David Johnsons and computer-generated author sets

From: McGrath, Kelley C. <kmcgrath_at_nyob> Date: Mon, 10 Sep 2007 08:14:27 -0400 To: NGC4LIB_at_listserv.nd.edu

I found the discussion of the list of David Johnsons and the ability of
a computer to group a set of digital texts by author interesting.

It seems to me that the hypothesis that our writing styles have some
sort of patterns that are susceptible to statistical analysis, given a
sufficiently long example, seems reasonable and that a computer could
potentially be programmed to arrange a set of digital texts into
groupings by author. Potentially these groupings would be more accurate
than human-generated groupings, which can be susceptible to putting
together two people with the same or similar names who write on similar
topics or splitting apart one person who writes on dissimilar topics. On
the other hand, how likely is it that a given author would or could
change their writing style enough to confuse the computer? Would the
computer recognize poetry and prose by the same person?

Assuming accurate groupings of texts by author, it seems to me that
there may still be some problems in labeling the authors and displaying
a listing of the authors' names associated with those groupings. For one
thing, if the authors' names are not marked in some way in the digital
text, would the computer be able to identify the author names associated
with the texts? Obviously, if the names are marked, this isn't a problem
and perhaps if the layout of the texts is sufficiently regular or
predictable, the computer could do this. Or perhaps it would require
some human intervention. The computer by itself probably couldn't come
up with a list of names qualified by dates as given in the original
example, but it could qualify them in some other way (e.g., David
Johnson, author of "X") and if it had access to the data, it could group
the variant forms of one author's name (and probably more
comprehensively than catalogers are wont to do in authority records).

A few other things that struck me. In some cases, the groupings may not
be associated with what we typically think of as the "author." Take
translations for example. Would a computer analysis tend to group by
translator based on the characteristics of their writing styles? Would
it put two different translators' English versions of Brothers Karamazov
under different authors or put all of Constance Garnett's translations
of various Russian authors under one author? How about ghostwritten
materials or materials written by groups, such as government agency
reports (which even if they were largely written by one identifiable
person, would ideally be grouped by the sponsoring agency)?

Also, in the list of David Johnsons in a library authority file, there
are likely a number of people who are not authors of texts. Some of them
may be editors or compilers who could not be identified by this method.
Some of them would probably be creators of other types of material such
as film directors or music composers. It would be harder to teach a
computer to analyze film directors' styles, but not necessarily
impossible. It seems to me, though, that it would be exceedingly
difficult for a computer to recognize that the director of film "X" is
the same as the author of book "Y" through this type of analysis.

Just a few thoughts...

Kelley McGrath
kmcgrath_at_bsu.edu

_Task brief_.
Answer these questions about the forum post on computer-generated author sets above.
(a) What two mistakes can human-generated groupings by author make?
(b) What example does the post give of a way a computer could qualify an author's name other than by dates?
(c) Which translator does the post name?

_Rows_.
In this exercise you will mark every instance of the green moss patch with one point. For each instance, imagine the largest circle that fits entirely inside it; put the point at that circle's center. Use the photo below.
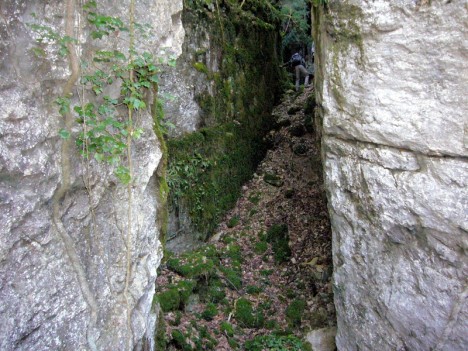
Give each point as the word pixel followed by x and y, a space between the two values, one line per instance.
pixel 295 311
pixel 247 316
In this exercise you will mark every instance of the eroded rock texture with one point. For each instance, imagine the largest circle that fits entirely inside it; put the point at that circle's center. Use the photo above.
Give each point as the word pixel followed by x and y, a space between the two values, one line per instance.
pixel 391 84
pixel 66 281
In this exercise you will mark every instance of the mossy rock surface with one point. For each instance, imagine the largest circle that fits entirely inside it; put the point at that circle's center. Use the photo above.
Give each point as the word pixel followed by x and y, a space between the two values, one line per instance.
pixel 247 316
pixel 295 311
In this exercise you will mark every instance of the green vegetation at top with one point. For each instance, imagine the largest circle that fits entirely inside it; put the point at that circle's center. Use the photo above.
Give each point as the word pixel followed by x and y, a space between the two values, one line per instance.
pixel 207 168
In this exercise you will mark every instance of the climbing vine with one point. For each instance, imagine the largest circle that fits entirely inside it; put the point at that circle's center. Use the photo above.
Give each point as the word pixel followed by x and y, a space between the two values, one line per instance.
pixel 103 97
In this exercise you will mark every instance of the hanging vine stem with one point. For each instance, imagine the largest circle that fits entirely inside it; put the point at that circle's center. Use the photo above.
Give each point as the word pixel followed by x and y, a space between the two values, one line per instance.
pixel 65 183
pixel 220 22
pixel 129 185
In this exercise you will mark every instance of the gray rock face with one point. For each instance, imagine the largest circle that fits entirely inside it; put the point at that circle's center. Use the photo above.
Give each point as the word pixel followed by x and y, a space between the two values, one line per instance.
pixel 391 84
pixel 71 275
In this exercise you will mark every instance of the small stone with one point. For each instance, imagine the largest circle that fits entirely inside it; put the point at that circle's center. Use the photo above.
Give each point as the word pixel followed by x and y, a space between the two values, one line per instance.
pixel 322 339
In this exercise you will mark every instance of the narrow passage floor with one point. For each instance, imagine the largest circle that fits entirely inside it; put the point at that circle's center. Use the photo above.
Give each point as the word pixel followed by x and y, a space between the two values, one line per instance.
pixel 264 280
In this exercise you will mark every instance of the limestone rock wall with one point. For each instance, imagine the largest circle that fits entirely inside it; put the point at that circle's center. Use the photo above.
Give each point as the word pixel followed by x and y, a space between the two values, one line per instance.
pixel 391 86
pixel 65 281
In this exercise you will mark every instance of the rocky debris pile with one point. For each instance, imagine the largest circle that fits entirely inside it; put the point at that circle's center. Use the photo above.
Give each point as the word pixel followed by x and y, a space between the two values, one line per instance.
pixel 264 280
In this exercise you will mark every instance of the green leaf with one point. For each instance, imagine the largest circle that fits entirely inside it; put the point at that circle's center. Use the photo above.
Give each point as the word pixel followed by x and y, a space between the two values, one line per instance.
pixel 123 174
pixel 137 133
pixel 64 134
pixel 137 104
pixel 99 157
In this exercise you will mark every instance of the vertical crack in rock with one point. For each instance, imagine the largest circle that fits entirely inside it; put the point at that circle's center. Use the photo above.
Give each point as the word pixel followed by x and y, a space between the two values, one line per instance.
pixel 65 183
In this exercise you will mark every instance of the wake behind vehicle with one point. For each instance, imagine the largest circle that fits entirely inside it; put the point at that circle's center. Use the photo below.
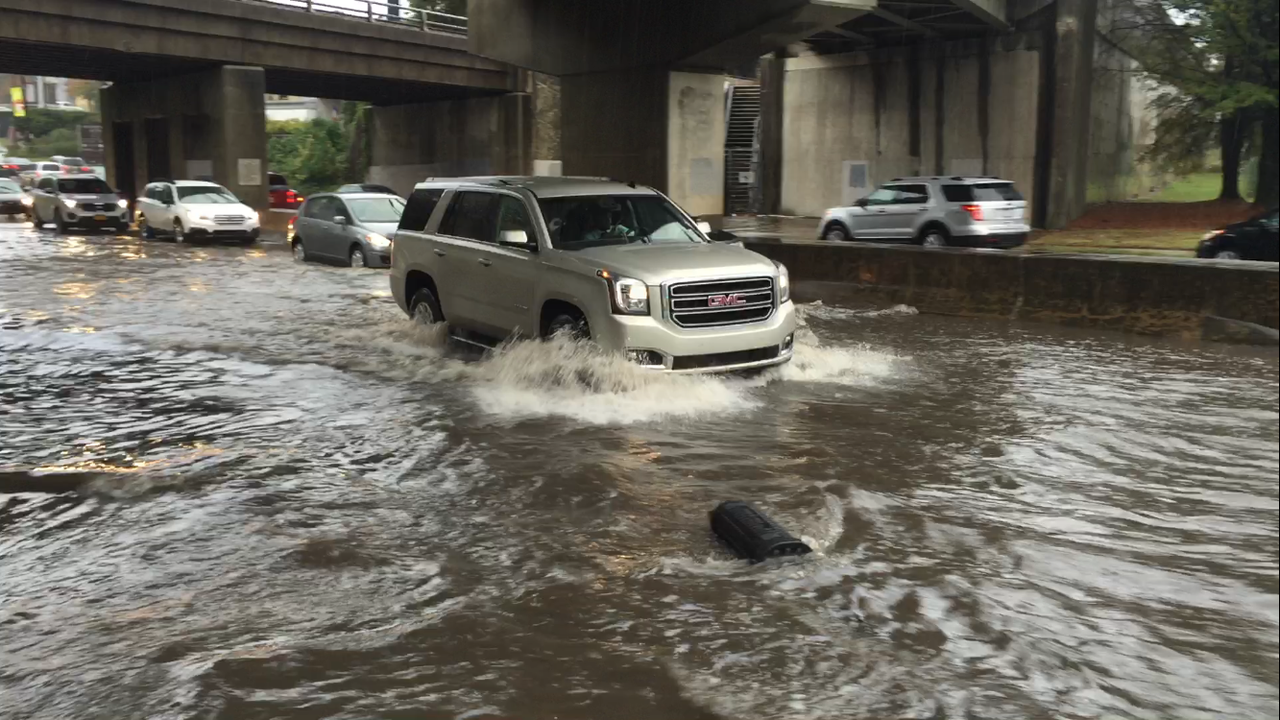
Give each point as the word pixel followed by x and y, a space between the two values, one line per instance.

_Task response_.
(a) They can put together two people with the same or similar names who write on similar topics, or split apart one person who writes on dissimilar topics.
(b) David Johnson, author of "X".
(c) Constance Garnett.